Start of SOURCE TEXT
Lawrence Middle School students Madelyne Schmitt, 12, a seventh-grader, and sixth-grader Erica Pagano, 10, shuffled a deck of cards before beginning a game. Both girls said it was strange not going to school. “It’s fun, but I’m missing friends,” said Madelyne.
“It feels like summer,” said Erica.
Madelyne added that the home she shares with her mother, Abbey, and her older brother, Andrew, 20, was damaged, but her outlook on the aftermath was a mature one. “I can’t complain,” she said. “Everyone is together and everyone is safe, and that’s all that matters.”
Erica’s family endured a harrowing experience, as their oil tank leaked during the storm on Oct. 29 and the odor filled the house. Meadowmere Park firefighters rescued four adults and six children from the house, using its inflatable boat — which was punctured when it hit a fence, but no one was injured. “My 4-old-year cousin tells my 17-year-old sister the best thing to do in a bad situation is to remain calm,” Erica said.
End of SOURCE TEXT
Start of INPUT DATA
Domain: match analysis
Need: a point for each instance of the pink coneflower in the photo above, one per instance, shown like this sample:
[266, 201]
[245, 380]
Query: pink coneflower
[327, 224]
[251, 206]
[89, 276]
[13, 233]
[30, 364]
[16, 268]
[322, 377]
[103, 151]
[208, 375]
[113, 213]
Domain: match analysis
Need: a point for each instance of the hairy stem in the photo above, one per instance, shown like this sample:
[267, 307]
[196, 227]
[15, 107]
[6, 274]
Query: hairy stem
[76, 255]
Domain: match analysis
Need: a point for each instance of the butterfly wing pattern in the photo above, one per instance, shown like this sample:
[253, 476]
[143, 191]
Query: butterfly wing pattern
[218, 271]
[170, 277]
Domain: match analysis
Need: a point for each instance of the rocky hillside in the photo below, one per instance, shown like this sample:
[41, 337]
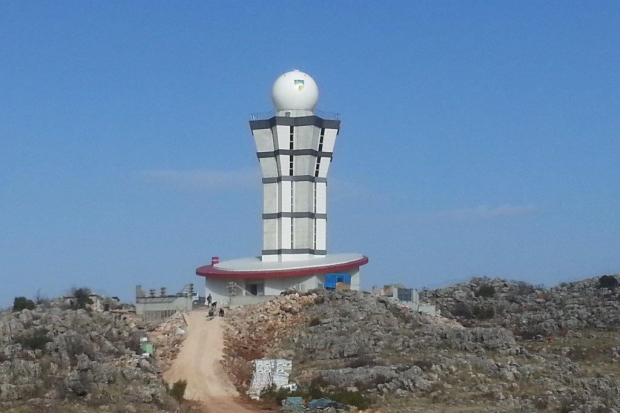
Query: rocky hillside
[57, 359]
[501, 347]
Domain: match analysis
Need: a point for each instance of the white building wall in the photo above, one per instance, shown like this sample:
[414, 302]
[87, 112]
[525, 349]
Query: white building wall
[218, 289]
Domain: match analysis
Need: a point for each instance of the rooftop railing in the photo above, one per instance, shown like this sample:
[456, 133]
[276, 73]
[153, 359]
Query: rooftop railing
[316, 112]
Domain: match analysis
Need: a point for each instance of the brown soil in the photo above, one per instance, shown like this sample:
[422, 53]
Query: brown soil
[199, 362]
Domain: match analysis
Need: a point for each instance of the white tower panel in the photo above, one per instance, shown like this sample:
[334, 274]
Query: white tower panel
[295, 149]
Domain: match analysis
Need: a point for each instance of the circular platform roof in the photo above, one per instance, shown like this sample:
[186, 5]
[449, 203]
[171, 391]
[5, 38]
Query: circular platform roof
[248, 268]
End of INPUT DATA
* _TASK INSTRUCTIONS_:
[a] Locate every line in the entries above that contains the word "hairy", and copy each of those lines. Case counts.
[b] Carry on the news excerpt about two Lawrence Middle School students after the storm, continuing from where it ends.

* _RESPONSES TO THE TASKS_:
[a]
Need: a point for each instance of the hairy stem in the photo above, one per instance, shown like this sample:
Query: hairy stem

[b]
Fire Department help
Meadowmere firefighters had the help of their 3rd Battalion brethren from the Lawrence-Cedarhurst, Hewlett, Inwood, Woodmere and Valley Stream departments, as well as from the upstate department of Chatham. Geography makes it difficult to respond to a major emergency in 3rd Battalion communities, Lawrence-Cedarhurst Fire Chief Joseph Sperber explained.
“Due to its location on the southernmost westerly area on the border of Queens and a barrier island, it’s always a challenge to get additional resources to assist when a major incident occurs,” Sperber said. “The departments in the 3rd Battalion have always counted on one another for assistance.”